---------- TEXTE FOURNI ----------

Sa lecture des chiffres comme moteur

Depuis qu’il a commencé à faire des vidéos « live » sur Facebook en janvier, il est vite devenu un leader des plus influents du mouvement anti-mesures sanitaires. Il est régulièrement entouré d’un petit groupe de supporters, dont plusieurs ne cachent pas leur adhésion à des idées complotistes. Mais François Amalega préfère ramener le débat à une stricte affaire de chiffres. Il martèle que l’âge moyen des personnes mortes de la COVID-19 au Québec est de 84 ans. « Je ne renie pas le fait qu’il y a des gens qui meurent à cause de la COVID-19 ! Je ne dis pas le contraire. Mais je crois que les mesures implantées par le gouvernement sont inutiles et détruisent notre tissu social. Je veux mettre fin à ça », dit-il.

Selon lui, le gouvernement pourrait facilement créer de nouveaux hôpitaux de fortune pour traiter les personnes atteintes de la COVID-19. « Ce n’est pas le personnel médical qui manque », balance-t-il, écartant du revers de la main que de nombreuses ruptures de service touchent le système de soins de santé. Pour François Amalega, c’est le gouvernement lui-même qui crée des pénuries en interdisant aux employés non vaccinés de travailler dans les hôpitaux. La vaccination sera obligatoire pour les travailleurs de la santé à partir du 15 octobre.

La semaine dernière, en patientant pendant plus de sept heures devant le palais de justice de Joliette parce qu’il refusait de mettre un masque pour comparaître lors d’une audience dans le cadre de son procès criminel, il a fait une vidéo invitant ses quelque 14 000 fans sur Facebook à inonder la centrale d’appels du 911 pour protester contre les mesures sanitaires.

----------

* **LISTE DES ACTIVITÉS**:
1. D'après le texte sur François Amalega, à partir de quelle date la vaccination deviendra-t-elle obligatoire pour les travailleurs de la santé ?
2. Transcrivez fidèlement le passage du texte sur François Amalega qui va de « Selon lui, le » à « partir du 15 octobre. ».
3. Poursuivez le texte sur François Amalega après sa dernière phrase.

---------- DONNÉES ----------

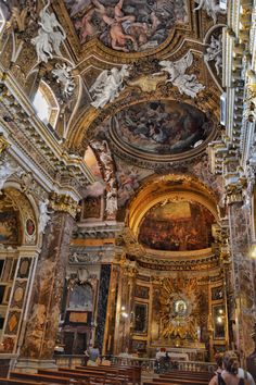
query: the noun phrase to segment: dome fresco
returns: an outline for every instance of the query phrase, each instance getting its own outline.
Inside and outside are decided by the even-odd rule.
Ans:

----------

* **RÉPONSES ATTENDUES**:
1. À partir du 15 octobre.

2.
Selon lui, le gouvernement pourrait facilement créer de nouveaux hôpitaux de fortune pour traiter les personnes atteintes de la COVID-19. « Ce n’est pas le personnel médical qui manque », balance-t-il, écartant du revers de la main que de nombreuses ruptures de service touchent le système de soins de santé. Pour François Amalega, c’est le gouvernement lui-même qui crée des pénuries en interdisant aux employés non vaccinés de travailler dans les hôpitaux. La vaccination sera obligatoire pour les travailleurs de la santé à partir du 15 octobre.

3.
Si la police reçoit 100 appels 911, ils seront débordés. C’est comme ça qu’on peut pacifiquement paralyser [le système].

François Amalega, dans une vidéo Facebook

Chaque année, les corps de police partout au pays déplorent que de faux appels du genre mobilisent des ressources précieuses et retardent les interventions véritablement urgentes.

Yvan Saint-Aubin, professeur de mathématiques à l’Université de Montréal qui lui a enseigné un cours à la maîtrise, s’explique mal comment cet étudiant « extrêmement intelligent et absolument charmant » s’est ainsi « radicalisé ». « Je ne me rappelle pas de lui comme d’un élève qui aimait la confrontation », dit-il.

« Il doit être très convaincu de ses arguments, au point où je me suis demandé : est-ce qu’il s’est créé un monde parallèle, ou si c’est simplement qu’il analyse les chiffres différemment, au point de considérer qu’autant de gens qui meurent, ce n’est pas beaucoup à ses yeux ? se demande M. Saint-Aubin. Je n’arrive pas à m’expliquer. »

D’autres anciens professeurs et ex-collègues qui ont accepté de parler à La Presse à condition de ne pas être nommés l’ont aussi décrit comme un homme très poli et d’une grande intelligence.

Manifestations devant les écoles et accusations de nazisme

François Amalega n’a lui-même pas d’enfant. Quand on lui demande s’il juge normal de hurler son argumentaire anti-vaccin dans un porte-voix à des enfants qui ne sont pas les siens, il répond avoir l’appui de plusieurs parents. « Le message du gouvernement est beaucoup plus agressif que mon propre message, qui est plus doux », prétend-il, tout en remettant en question la légitimité du gouvernement de mener des campagnes de vaccination. « Le gouvernement s’est arraché la légitimité d’imposer le masque sans preuve scientifique », lance-t-il.

Quand on lui souligne que des gouvernements légitimement élus imposent partout sur la planète des mesures semblables, il ramène la chose au nazisme. « Hitler aussi est arrivé démocratiquement en place », argumente-t-il. Plus tôt cet été, il était aussi allé jusqu’à porter des étoiles de David jaunes sur son chandail, un symbole imposé de force aux juifs sous l’Allemagne nazie, pour manifester contre l’arrivée du passeport vaccinal.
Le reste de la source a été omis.